== TASK TO CARRY OUT ==
From the line containing "Question. For every instance of the white semi truck in the" to the last line of the records, reproduce every line exactly and print nothing else.
[Start of Attachment]
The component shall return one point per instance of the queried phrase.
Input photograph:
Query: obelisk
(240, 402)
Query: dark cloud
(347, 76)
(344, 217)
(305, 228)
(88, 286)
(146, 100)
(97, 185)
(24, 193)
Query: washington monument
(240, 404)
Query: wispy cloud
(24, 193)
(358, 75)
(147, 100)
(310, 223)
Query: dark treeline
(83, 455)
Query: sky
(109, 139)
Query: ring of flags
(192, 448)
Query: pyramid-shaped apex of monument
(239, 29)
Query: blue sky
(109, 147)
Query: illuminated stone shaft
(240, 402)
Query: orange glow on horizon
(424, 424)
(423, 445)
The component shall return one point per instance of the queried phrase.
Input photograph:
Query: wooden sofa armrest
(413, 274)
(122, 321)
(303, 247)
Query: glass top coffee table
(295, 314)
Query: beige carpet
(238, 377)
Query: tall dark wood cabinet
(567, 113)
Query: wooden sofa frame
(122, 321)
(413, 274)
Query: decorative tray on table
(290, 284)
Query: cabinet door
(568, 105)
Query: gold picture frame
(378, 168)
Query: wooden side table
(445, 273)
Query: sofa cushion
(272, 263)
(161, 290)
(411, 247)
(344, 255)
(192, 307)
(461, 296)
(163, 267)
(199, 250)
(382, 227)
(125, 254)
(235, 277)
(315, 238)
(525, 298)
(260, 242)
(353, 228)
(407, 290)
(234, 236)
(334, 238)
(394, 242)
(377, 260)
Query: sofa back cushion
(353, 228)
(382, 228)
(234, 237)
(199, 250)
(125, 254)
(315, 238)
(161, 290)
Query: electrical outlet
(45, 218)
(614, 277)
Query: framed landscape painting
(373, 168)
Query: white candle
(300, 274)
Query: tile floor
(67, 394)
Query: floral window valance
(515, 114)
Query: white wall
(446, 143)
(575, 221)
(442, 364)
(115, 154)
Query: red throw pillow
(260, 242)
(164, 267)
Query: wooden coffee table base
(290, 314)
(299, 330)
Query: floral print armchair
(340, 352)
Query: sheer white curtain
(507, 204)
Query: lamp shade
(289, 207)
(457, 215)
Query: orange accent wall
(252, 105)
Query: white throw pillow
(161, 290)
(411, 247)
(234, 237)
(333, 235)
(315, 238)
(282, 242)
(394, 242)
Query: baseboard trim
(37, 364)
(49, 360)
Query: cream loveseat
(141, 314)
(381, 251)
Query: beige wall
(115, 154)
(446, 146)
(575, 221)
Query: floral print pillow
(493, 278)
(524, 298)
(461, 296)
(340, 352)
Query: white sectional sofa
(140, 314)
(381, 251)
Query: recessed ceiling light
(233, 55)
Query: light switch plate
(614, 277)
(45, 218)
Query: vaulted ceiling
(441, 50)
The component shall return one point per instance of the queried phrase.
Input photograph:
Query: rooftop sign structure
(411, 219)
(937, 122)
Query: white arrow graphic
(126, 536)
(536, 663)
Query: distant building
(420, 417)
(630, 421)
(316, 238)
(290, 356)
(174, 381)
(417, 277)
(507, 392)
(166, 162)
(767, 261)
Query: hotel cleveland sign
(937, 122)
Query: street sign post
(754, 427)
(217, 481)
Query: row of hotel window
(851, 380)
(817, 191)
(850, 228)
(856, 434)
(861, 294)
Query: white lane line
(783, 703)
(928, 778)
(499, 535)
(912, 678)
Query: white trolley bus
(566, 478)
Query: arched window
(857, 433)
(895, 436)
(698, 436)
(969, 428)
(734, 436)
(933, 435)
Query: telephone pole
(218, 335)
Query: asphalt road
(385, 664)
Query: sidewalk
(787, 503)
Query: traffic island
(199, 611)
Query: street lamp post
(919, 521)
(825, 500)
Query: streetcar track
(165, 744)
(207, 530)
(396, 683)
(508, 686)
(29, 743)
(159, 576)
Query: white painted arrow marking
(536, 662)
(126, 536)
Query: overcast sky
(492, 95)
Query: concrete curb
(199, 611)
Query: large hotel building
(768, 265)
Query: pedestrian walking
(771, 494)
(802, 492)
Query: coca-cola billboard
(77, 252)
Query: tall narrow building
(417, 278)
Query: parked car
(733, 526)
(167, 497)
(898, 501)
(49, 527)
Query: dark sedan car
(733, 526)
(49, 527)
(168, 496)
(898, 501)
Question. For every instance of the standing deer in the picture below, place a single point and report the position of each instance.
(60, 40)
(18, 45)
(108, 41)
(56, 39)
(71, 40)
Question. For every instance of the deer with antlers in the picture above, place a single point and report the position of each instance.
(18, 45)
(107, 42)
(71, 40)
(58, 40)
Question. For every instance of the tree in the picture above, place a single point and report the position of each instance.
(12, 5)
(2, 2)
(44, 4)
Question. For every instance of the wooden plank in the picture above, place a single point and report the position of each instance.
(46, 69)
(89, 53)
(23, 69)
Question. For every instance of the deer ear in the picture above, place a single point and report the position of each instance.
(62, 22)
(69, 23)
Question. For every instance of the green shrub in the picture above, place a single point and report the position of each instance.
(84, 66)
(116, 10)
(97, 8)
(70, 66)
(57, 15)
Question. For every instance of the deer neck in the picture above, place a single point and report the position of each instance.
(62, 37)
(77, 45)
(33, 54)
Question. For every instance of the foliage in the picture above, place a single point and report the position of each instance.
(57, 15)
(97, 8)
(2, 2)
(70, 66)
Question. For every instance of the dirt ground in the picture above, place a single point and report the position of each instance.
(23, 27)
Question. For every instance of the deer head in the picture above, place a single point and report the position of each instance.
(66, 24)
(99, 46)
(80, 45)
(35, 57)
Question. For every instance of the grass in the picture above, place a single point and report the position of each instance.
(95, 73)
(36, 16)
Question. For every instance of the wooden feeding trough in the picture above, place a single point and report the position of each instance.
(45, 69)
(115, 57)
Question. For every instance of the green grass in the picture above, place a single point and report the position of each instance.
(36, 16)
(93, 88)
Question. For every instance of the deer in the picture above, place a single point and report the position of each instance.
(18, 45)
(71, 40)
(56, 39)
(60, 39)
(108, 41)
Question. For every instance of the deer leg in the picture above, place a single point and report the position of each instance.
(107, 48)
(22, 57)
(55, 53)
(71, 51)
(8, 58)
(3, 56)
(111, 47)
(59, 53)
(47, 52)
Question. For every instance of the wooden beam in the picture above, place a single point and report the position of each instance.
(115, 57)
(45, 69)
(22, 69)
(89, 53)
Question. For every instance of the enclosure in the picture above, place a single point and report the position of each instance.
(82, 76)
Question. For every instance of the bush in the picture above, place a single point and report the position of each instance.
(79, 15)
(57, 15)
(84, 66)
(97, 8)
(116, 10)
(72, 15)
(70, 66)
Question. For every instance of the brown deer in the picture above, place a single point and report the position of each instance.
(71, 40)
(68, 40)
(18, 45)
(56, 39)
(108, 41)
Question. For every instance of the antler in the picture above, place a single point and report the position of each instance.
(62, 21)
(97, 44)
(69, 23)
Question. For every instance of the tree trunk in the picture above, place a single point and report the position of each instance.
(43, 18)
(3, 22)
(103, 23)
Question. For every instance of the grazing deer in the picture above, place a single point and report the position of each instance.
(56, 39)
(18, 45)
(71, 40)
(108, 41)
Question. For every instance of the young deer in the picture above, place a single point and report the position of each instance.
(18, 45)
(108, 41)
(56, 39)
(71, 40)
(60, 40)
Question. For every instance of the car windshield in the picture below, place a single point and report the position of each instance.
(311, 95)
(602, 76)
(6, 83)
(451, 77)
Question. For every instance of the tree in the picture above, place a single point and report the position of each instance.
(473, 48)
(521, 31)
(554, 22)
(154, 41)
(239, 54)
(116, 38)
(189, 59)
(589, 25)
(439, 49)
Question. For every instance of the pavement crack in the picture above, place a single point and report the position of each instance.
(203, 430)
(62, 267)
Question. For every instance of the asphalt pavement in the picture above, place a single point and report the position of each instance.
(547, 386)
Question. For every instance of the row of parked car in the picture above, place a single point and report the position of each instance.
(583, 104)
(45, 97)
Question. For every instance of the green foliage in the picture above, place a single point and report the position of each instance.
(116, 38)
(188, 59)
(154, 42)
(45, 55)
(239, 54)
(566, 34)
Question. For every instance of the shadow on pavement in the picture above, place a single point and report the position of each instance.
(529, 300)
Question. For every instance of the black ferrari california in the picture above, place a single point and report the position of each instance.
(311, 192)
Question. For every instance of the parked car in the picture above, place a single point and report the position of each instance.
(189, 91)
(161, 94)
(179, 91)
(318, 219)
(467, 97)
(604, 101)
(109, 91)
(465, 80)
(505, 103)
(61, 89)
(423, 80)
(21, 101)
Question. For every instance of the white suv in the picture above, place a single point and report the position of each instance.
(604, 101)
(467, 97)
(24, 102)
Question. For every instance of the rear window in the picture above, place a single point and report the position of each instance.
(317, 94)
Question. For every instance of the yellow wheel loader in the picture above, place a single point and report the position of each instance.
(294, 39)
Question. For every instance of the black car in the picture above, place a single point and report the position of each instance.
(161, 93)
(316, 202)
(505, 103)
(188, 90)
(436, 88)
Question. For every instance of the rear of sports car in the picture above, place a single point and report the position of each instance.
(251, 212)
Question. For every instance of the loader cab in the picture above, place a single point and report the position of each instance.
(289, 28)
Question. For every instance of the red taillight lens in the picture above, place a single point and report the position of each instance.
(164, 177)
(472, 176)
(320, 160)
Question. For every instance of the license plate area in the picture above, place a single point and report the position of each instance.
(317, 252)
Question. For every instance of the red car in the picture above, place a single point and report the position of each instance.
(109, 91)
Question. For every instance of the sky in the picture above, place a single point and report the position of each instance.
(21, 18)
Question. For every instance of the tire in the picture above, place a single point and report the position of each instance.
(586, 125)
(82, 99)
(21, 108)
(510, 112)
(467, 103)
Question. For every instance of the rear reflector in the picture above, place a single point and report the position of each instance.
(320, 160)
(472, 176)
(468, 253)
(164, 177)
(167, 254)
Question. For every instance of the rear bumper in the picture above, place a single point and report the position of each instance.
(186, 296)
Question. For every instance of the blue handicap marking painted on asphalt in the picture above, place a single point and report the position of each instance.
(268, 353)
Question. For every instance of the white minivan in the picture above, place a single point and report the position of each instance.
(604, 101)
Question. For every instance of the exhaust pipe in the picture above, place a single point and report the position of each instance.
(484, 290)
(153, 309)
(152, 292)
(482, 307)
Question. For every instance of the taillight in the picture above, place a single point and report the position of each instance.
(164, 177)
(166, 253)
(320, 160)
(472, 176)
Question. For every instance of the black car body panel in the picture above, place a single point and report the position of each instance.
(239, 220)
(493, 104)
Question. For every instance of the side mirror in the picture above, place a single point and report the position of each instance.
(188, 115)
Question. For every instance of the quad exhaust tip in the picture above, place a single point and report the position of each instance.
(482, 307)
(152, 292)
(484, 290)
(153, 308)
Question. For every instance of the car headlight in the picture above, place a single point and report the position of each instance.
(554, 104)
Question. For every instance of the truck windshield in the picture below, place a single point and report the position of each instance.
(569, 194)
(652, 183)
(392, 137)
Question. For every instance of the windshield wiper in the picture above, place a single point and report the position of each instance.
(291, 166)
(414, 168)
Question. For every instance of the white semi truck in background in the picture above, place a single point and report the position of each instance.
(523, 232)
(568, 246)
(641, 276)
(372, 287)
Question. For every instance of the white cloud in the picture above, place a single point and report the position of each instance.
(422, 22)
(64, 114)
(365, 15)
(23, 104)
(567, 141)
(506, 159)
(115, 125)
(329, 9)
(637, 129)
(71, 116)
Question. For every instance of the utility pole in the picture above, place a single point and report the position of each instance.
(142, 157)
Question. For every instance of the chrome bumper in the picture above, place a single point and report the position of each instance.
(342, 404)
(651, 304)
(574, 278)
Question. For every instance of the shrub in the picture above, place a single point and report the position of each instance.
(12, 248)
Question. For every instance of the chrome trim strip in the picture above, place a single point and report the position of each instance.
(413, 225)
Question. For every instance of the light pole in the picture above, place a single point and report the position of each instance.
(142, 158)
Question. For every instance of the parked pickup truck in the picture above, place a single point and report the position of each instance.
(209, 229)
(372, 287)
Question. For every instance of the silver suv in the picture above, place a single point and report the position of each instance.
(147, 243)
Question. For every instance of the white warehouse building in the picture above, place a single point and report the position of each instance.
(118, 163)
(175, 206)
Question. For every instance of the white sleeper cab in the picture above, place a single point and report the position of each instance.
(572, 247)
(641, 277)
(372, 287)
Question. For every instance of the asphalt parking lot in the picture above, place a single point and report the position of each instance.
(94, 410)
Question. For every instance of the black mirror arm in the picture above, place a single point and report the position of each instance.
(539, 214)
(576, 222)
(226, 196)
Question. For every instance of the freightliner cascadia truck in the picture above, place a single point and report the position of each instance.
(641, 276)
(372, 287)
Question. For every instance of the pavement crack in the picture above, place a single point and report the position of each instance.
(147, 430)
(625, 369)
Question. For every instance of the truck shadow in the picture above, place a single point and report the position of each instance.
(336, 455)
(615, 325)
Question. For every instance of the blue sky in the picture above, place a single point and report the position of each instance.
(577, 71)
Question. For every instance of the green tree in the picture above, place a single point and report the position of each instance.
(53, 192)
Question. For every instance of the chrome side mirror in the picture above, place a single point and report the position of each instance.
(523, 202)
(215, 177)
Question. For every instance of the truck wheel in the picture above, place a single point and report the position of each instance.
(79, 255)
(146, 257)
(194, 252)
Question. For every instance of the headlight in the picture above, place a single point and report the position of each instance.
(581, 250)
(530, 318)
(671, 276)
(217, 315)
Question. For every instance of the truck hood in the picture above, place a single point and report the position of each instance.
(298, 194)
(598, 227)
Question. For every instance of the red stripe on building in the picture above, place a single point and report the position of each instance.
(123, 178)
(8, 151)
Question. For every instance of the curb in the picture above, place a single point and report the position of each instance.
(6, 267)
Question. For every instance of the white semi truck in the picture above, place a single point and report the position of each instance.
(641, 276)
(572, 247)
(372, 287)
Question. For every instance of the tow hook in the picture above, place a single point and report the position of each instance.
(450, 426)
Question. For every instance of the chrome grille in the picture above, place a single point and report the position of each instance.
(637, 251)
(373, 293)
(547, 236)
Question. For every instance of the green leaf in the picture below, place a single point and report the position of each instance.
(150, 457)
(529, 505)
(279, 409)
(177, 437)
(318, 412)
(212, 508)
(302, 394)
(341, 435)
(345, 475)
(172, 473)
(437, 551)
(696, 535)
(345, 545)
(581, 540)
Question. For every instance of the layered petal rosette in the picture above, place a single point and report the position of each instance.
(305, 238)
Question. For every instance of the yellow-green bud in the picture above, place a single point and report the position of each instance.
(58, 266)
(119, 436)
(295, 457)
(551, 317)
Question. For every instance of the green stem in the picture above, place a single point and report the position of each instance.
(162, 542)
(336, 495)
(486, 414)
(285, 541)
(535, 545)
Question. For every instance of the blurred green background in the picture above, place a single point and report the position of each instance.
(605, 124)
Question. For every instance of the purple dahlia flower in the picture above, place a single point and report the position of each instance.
[End of Attachment]
== OUTPUT FOR THIS EXERCISE ==
Question. For every instance of the white semi truck in the picture above, place a single point and report the position of each instance.
(641, 276)
(572, 247)
(372, 287)
Question. For every instance of the tow hook in the picture above, place a single point and report the position of each instance.
(450, 426)
Question. For every instance of the chrome grille in the picture above, place a single point and report the position of each instance.
(637, 251)
(373, 293)
(547, 236)
Question. For every instance of the green leaf in the picture below, place a single point and report the position of each instance.
(150, 457)
(529, 505)
(279, 409)
(177, 437)
(318, 412)
(212, 508)
(302, 394)
(341, 435)
(345, 475)
(172, 473)
(437, 551)
(696, 535)
(345, 545)
(581, 540)
Question. For every instance of the layered petal rosette in the picture above, place a single point and report the position of each instance.
(305, 238)
Question. For every instance of the yellow-green bud in the picture above, place a single point and report the position of each instance.
(58, 266)
(119, 436)
(295, 457)
(551, 317)
Question. For every instance of the green stem in the picture above, place a single point and report the position of each instance.
(162, 542)
(336, 495)
(486, 414)
(285, 541)
(535, 545)
Question. For every instance of the blurred green background in the picture above, place a single point and report the position of each instance.
(605, 124)
Question. For every instance of the purple dahlia flower in the picture above, place a single point and report the position of each instance.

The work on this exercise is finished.